▶ _Source passage_

-----

On April 14, 2021, committees in both chambers of the Tennessee legislature voted to advance bills that would create a legal mechanism for death-row prisoners to challenge their death sentences on the grounds that they have intellectual disability. The legislation would close a loophole in Tennessee law that denies prisoners whose convictions became final before the U.S. Supreme Court barred the execution of individuals with intellectual disability any opportunity to present their claims of intellectual disability to the Tennessee courts. House Bill 1026 passed the Criminal Justice Committee by a voice vote, and Senate Bill 1349 passed the Judiciary Committee by a vote of 7-1.

The Tennessee Black Caucus of State Legislators introduced legislation to create a procedure to litigate intellectual disability in response to the case of Pervis Payne, who faced execution despite strong evidence that he has intellectual disability and may be innocent. Those bills, which died in committee without a vote, and the bills that were approved by the committees would have established the same procedures to present a prisoner’s claim of intellectual disability but differed in their definition of the disorder. HB 2016 and SB 1349 conform the definition of intellectual disability to the diagnostic criteria contained “in the current edition of the Diagnostic and Statistical Manual of Mental Disorders (DSM) of the American Psychiatric Association.”

-----

Photo-based referring expression data
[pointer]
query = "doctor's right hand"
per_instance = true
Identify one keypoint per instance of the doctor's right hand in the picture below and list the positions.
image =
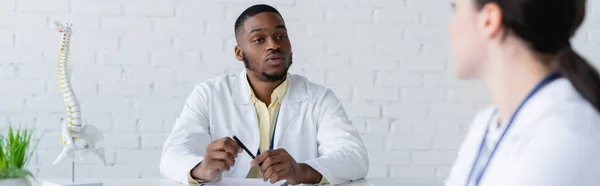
(220, 156)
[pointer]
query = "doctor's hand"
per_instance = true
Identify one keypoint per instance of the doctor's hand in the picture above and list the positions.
(220, 156)
(278, 164)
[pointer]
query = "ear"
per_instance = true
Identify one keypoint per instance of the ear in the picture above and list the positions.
(238, 52)
(490, 20)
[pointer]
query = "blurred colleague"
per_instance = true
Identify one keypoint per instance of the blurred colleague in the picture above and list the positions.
(297, 129)
(544, 125)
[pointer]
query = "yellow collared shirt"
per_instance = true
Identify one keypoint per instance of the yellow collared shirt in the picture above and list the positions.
(267, 118)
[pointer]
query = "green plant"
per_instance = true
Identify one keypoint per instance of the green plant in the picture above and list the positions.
(15, 153)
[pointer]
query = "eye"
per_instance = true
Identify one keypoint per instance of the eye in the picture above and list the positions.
(281, 37)
(259, 40)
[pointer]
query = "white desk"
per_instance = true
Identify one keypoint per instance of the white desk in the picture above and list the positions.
(166, 182)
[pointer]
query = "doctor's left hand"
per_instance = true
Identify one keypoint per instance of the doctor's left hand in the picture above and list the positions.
(279, 165)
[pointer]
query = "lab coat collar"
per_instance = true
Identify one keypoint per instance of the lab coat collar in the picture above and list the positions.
(297, 91)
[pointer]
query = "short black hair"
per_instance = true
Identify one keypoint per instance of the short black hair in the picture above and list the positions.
(252, 11)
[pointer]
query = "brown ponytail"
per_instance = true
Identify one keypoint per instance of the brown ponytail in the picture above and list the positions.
(582, 75)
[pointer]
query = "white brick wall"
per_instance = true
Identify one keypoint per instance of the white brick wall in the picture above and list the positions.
(135, 62)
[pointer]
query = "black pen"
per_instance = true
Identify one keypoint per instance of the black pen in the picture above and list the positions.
(251, 155)
(243, 147)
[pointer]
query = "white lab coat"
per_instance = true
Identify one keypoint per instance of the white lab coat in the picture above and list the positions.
(312, 126)
(554, 141)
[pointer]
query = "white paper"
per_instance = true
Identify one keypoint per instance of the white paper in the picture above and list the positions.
(249, 182)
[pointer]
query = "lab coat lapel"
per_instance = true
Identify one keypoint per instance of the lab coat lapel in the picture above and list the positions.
(289, 107)
(249, 128)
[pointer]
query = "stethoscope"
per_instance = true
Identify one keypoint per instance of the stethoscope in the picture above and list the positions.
(551, 77)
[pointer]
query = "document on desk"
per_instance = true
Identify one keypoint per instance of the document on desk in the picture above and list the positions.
(244, 182)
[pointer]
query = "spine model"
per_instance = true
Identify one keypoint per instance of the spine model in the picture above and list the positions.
(72, 128)
(73, 117)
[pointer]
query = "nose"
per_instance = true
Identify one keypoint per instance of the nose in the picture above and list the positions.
(272, 45)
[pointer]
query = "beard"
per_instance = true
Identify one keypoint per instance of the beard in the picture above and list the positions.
(269, 77)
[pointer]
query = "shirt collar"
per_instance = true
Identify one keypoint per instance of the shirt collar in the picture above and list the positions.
(277, 94)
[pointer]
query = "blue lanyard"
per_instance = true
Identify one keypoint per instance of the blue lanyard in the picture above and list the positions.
(548, 79)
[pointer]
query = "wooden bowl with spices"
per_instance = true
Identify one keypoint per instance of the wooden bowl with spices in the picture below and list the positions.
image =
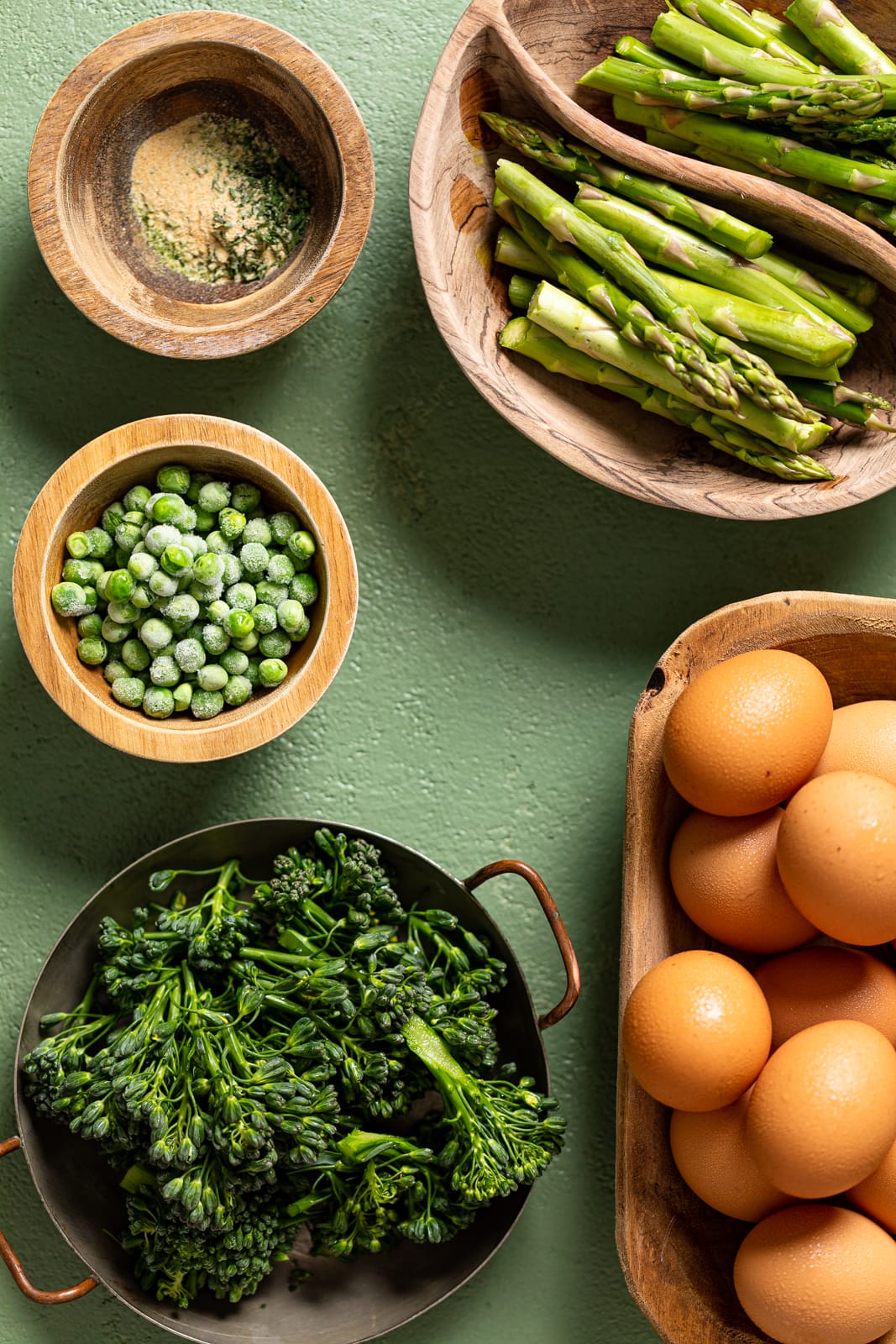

-----

▶ _Task requirements_
Can you transcribe the Tennessee intellectual disability legislation text from "On April 14, 2021, committees" up to and including "vote of 7-1."? The material above has no connection to the Tennessee legislation text and stands on its own.

▶ _Answer below_
On April 14, 2021, committees in both chambers of the Tennessee legislature voted to advance bills that would create a legal mechanism for death-row prisoners to challenge their death sentences on the grounds that they have intellectual disability. The legislation would close a loophole in Tennessee law that denies prisoners whose convictions became final before the U.S. Supreme Court barred the execution of individuals with intellectual disability any opportunity to present their claims of intellectual disability to the Tennessee courts. House Bill 1026 passed the Criminal Justice Committee by a voice vote, and Senate Bill 1349 passed the Judiciary Committee by a vote of 7-1.